## Extract to read
May 7, 2012

Washington Post
Former Gannett CEO Craig Dubow and his wife filed a lawsuit in April objecting to a neighbor’s planned mansion modeled on Versailles. In the Washington Post, Justin Jouvenal reports the builder of the project in their McLean, Va., neighborhood says the house’s owner has decided to build elsewhere.

Neither Dubow nor Young Yi, the businesswoman for whom the house would be built, was available for comment. Builder Mike Mafi told Jouvenal the house “would cost between $12 million and $15 million to build, not the $15 to $20 million previously estimated by builders and real estate agents. He added that if he builds the home elsewhere, he would try to do it on a 10- to 15-acre lot to avoid problems with neighbors.”

## Source material
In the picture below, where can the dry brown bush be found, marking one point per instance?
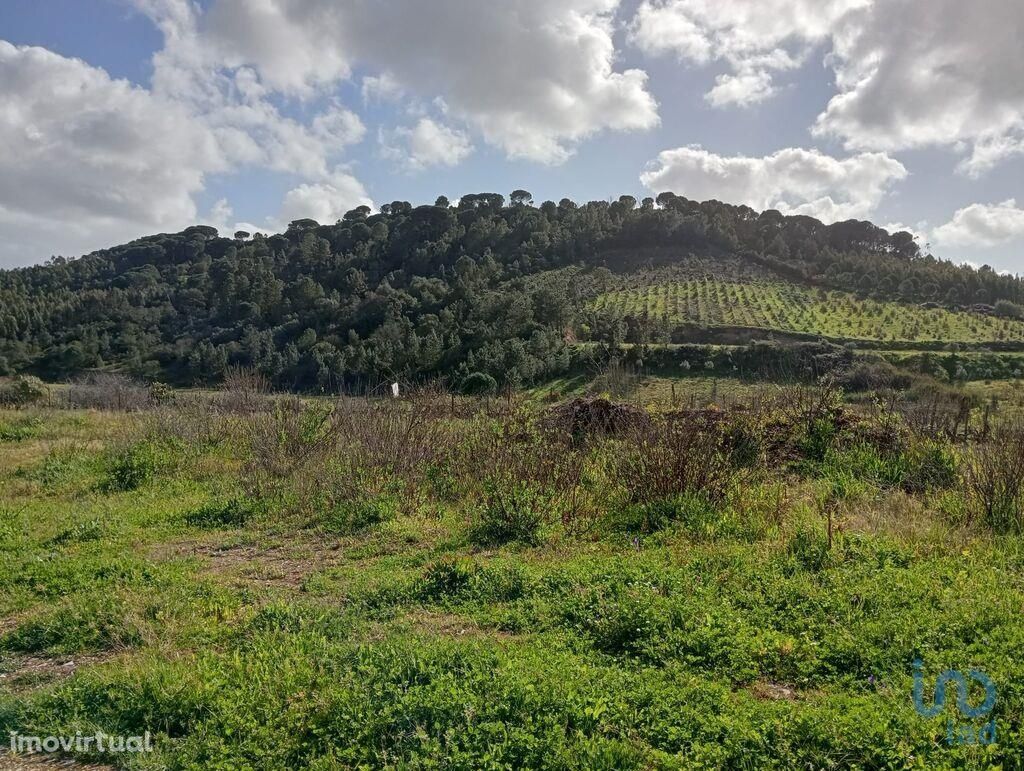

## Tasks and exercises
1. For the news item on the planned McLean mansion, state whether each statement agrees with it: (a) Dubow and his wife filed their lawsuit in April; (b) Young Yi gave a comment on the matter; (c) the builder put the construction cost at $15 million to $20 million. Answer each with yes or no and quote the deciding words.
2. Reproduce the passage of the news item on the planned McLean mansion, starting with "May 7, 2012" and going on through "to build elsewhere.".

## Task-by-task results
1.
(a) Yes: "Former Gannett CEO Craig Dubow and his wife filed a lawsuit in April"
(b) No: "Neither Dubow nor Young Yi, the businesswoman for whom the house would be built, was available for comment."
(c) No: "would cost between $12 million and $15 million to build, not the $15 to $20 million previously estimated by builders and real estate agents"

2.
May 7, 2012

Washington Post
Former Gannett CEO Craig Dubow and his wife filed a lawsuit in April objecting to a neighbor’s planned mansion modeled on Versailles. In the Washington Post, Justin Jouvenal reports the builder of the project in their McLean, Va., neighborhood says the house’s owner has decided to build elsewhere.